** What you have to do **
Type out every line below exactly as it reads.

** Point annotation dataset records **
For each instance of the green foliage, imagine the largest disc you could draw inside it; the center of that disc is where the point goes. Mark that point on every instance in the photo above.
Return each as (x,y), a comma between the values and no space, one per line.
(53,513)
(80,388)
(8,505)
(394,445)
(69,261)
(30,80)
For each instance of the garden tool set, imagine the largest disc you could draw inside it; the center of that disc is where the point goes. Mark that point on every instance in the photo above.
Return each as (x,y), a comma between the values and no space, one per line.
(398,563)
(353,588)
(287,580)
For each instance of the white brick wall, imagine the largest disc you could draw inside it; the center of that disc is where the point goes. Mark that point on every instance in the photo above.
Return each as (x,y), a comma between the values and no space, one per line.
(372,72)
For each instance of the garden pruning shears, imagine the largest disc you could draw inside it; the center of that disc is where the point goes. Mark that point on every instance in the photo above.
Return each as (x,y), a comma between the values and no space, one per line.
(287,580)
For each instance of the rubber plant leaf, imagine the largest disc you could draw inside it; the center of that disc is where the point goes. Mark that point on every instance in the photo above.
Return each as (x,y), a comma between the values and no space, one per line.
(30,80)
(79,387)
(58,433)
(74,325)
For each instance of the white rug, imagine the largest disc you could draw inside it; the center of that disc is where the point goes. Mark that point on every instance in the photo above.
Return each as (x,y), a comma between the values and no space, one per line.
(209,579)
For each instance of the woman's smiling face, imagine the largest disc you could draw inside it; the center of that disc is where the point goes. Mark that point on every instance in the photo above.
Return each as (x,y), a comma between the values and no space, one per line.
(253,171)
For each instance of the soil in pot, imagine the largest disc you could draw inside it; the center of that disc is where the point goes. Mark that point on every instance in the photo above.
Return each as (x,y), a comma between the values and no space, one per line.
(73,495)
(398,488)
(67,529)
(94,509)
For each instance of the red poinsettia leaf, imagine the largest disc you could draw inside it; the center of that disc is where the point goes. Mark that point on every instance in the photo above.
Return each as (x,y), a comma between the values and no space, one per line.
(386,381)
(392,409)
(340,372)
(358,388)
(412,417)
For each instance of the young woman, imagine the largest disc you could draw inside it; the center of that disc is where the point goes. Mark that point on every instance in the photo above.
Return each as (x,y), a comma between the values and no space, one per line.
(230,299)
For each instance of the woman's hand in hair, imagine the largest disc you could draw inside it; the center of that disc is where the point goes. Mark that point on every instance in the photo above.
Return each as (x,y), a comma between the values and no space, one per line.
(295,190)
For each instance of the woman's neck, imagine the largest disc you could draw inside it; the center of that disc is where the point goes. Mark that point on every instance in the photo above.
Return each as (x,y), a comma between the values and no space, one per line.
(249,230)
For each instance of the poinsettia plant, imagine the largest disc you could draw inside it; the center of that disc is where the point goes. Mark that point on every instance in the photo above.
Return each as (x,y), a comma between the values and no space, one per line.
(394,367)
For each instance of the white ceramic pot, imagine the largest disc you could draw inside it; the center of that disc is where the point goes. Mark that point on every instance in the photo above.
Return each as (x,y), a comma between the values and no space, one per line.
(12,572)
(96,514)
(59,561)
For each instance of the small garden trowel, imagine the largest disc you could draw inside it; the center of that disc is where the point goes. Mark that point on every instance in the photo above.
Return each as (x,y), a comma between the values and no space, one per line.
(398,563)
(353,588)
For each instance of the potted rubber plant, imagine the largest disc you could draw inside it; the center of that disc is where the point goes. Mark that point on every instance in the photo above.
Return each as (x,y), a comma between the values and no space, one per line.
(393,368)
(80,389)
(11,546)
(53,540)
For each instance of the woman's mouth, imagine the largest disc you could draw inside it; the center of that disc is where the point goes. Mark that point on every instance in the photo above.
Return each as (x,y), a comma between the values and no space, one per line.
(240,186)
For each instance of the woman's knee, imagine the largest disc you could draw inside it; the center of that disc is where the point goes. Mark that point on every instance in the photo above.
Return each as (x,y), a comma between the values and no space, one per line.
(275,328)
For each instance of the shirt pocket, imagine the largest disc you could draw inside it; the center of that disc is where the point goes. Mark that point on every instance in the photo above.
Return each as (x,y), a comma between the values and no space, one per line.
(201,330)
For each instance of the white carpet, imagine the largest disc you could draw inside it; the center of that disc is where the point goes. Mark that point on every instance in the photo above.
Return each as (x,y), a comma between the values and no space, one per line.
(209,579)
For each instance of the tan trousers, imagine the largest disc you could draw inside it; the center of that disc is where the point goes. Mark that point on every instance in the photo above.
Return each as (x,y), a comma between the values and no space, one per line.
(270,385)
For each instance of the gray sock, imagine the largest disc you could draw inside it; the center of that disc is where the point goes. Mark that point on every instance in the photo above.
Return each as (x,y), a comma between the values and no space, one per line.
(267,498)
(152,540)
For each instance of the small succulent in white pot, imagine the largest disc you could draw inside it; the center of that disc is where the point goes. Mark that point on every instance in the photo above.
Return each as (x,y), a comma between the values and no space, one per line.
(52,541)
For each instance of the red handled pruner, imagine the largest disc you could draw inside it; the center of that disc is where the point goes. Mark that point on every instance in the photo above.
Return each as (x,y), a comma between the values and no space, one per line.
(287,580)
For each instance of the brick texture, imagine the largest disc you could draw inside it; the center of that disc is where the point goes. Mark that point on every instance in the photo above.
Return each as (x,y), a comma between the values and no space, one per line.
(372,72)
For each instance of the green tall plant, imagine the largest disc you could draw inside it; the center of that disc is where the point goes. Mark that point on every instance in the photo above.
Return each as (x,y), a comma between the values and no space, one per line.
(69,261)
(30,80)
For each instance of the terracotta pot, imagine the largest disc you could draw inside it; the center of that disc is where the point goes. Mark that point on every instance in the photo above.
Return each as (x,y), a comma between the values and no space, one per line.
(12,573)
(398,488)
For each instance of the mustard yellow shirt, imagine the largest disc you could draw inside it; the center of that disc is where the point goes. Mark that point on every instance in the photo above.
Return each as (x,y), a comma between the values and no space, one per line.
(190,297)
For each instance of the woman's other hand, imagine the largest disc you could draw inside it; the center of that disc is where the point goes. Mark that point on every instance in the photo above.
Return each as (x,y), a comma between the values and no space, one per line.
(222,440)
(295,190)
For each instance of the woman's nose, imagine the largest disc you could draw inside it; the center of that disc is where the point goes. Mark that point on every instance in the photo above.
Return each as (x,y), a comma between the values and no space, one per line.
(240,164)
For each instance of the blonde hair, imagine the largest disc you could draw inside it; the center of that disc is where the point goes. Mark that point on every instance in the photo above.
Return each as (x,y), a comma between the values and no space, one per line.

** Result for this task **
For each instance of the green foliage, imagine the largest disc you could draw inside it; the center of that disc is where the point goes. Mark that point on every instance in the photo above.
Return each as (x,y), a comma between the values and no space, one per line.
(53,513)
(80,388)
(8,505)
(394,445)
(69,261)
(30,80)
For each instance of the garden tool set, imagine the largest disc you could draw inside it; the center of that disc is where the point goes. Mark that point on every instance in the photo above.
Return each as (x,y), a comma between the values and no space, one per line.
(398,563)
(353,588)
(287,580)
For each instance of the white brick wall, imagine the largest disc you could draw inside it; the center of that disc is where the point goes. Mark that point on every instance in the photo above.
Return each as (x,y), a comma between the values and no space, one per line.
(372,72)
For each instance of the garden pruning shears, imagine the largest disc you could draw inside it; the center of that disc is where the point goes. Mark that point on every instance in the photo above.
Return each as (x,y), a comma between the values and no space, one per line.
(287,580)
For each instance of the rubber plant leaf, imagine the largest disc you could draw inside it; the center of that disc is where the point goes. Mark that point on every instance in the photo above.
Return each as (x,y), a comma between the values and no space, one per line.
(30,80)
(79,387)
(58,433)
(74,325)
For each instance of the white rug, imagine the largest disc you could draw inside it; the center of that disc is where the point goes. Mark that point on every instance in the photo above.
Return each as (x,y), a comma between the values and no space, one per line.
(209,579)
For each instance of the woman's smiling face, imagine the largest disc you could draw inside it; the center of that disc is where the point goes. Mark that point on every instance in the photo above.
Return each as (x,y), a comma between the values and no space, one per line.
(253,171)
For each instance of the soil in pot, imagine the largest disc you could draw inside it; the center of that disc is where the point goes. Mark that point on every instance in the photo above.
Return each as (x,y), a comma between the values and no space, one per line.
(73,495)
(398,488)
(67,529)
(94,509)
For each instance of the red poinsettia leaf, imagine the largest disc you could draw inside it; the center of that disc is where the point goes. Mark that point on every instance in the photo above.
Return each as (x,y), a comma between the values and no space, one per line.
(386,381)
(392,409)
(340,372)
(358,388)
(412,417)
For each instance of the young woman, imagine the largest disc you could draw inside it; the center of that disc is where the point goes. Mark that point on every instance in the photo above.
Return each as (x,y), a comma between the values and no space, one per line.
(230,299)
For each instance of the woman's hand in hair, imagine the largest disc you could draw inside it; the center of that disc is where the point goes. Mark that point on every instance in the photo above.
Return each as (x,y), a comma between the values and no space, one per line.
(295,190)
For each instance of the woman's neck, imagine the largest disc you could draw inside it; the center of that disc is where the point goes. Mark that point on every instance in the photo above.
Return each as (x,y), a comma between the values and no space, one per line.
(249,230)
For each instance of the poinsettia plant, imagine the largest disc you could draw inside it; the center of that disc is where the point goes. Mark that point on every instance in the photo above.
Return each as (x,y), a comma between the values and no space, one per line.
(394,367)
For each instance of the white ceramic pot, imagine the largest disc you could draw inside it; the center of that disc is where the point goes. Mark that point on every instance in the photo above.
Return each as (x,y), a comma between the values and no space, one per line.
(12,572)
(96,514)
(59,561)
For each instance of the small garden trowel, imagine the largest disc you could draw inside it; the center of that disc is where the point goes. Mark that point on every instance in the photo above.
Return each as (x,y), a comma between the values and no space, one per line.
(398,563)
(353,588)
For each instance of the potted rubber plant, imagine the largest disc you could draw inside it; the center of that disc is where the point goes. Mark that point on every instance in the photo above.
Return each as (x,y), a comma between the values and no space, one per line.
(393,368)
(80,389)
(11,546)
(53,540)
For each instance of the woman's mouth, imagine the largest disc you could draw inside it; the center of that disc is where the point goes. Mark that point on every instance in the photo above.
Return each as (x,y), a comma between the values and no space, one per line.
(240,186)
For each instance of the woman's knee, imagine the largest disc you could draw inside it; the center of that disc is where the point goes. Mark that point on every instance in the photo above.
Return each as (x,y), a comma between the values and no space, one per line.
(275,328)
For each instance of the shirt pocket, imagine the largest disc you could draw inside it; the center of that disc is where the point goes. Mark that point on every instance in the photo above.
Return each as (x,y), a comma between the values and no space, one per line.
(201,330)
For each instance of the white carpet, imagine the largest disc you could draw inside it; the center of that disc is where the point goes. Mark that point on every instance in the photo above.
Return each as (x,y), a comma between the values and no space, one per line.
(209,579)
For each instance of the tan trousers, imagine the largest disc you could draw inside it; the center of that disc is where the point goes. Mark that point on every instance in the photo above.
Return each as (x,y), a comma between the values and no space, one per line.
(270,385)
For each instance of the gray sock, imagine the largest disc you could draw inside it; the center of that disc is where the point goes. Mark that point on every instance in the photo above.
Return each as (x,y), a comma between the values and no space, one per line.
(267,498)
(152,540)
For each instance of the small succulent in white pot, imagine the largest disc you could draw inside it; the center of that disc is where the point goes. Mark that point on every instance in the photo above.
Return each as (x,y), a comma between the values and no space, one per line.
(52,541)
For each instance of the red handled pruner, imagine the largest disc you could draw inside it; the center of that disc is where the point goes. Mark that point on every instance in the photo above.
Return each as (x,y), a comma between the values and no space, one per line.
(287,580)
For each instance of the brick texture, imagine the largest disc you could draw inside it; the center of that disc is where the point goes. Mark that point on every instance in the photo above.
Return each as (x,y), a comma between the values and no space, one per line.
(372,72)
For each instance of the green tall plant, imagine the largest disc you could draw inside it; the center of that disc is where the point goes. Mark that point on every instance in the photo above.
Return each as (x,y), a comma between the values and no space, one per line.
(69,261)
(30,80)
For each instance of the terracotta pot, imagine the largest disc you could draw inside it; the center of that disc is where the point goes. Mark that point on every instance in the photo above.
Return each as (x,y), a comma between the values and no space, one per line.
(12,573)
(398,488)
For each instance of the mustard yellow shirt, imagine the largest disc you could draw inside it; the center of that disc is where the point goes. Mark that point on every instance in the photo above.
Return each as (x,y), a comma between the values and no space, one per line.
(190,297)
For each instance of the woman's other hand, imagine the largest disc you could draw inside it; the center of that disc is where the point goes. Mark that point on every instance in the photo above.
Return each as (x,y), a comma between the values and no space, one per line.
(222,440)
(295,190)
For each instance of the woman's nose, imagine the largest disc you could draw inside it; the center of that disc is where the point goes. Mark that point on every instance in the photo above.
Return each as (x,y), a comma between the values and no space, one per line.
(240,164)
For each instance of the blonde hair, imagine the largest disc you could draw inside it; the center of that disc is where the point goes. Mark that point on every instance in the photo above.
Return each as (x,y), a comma between the values and no space, one per line.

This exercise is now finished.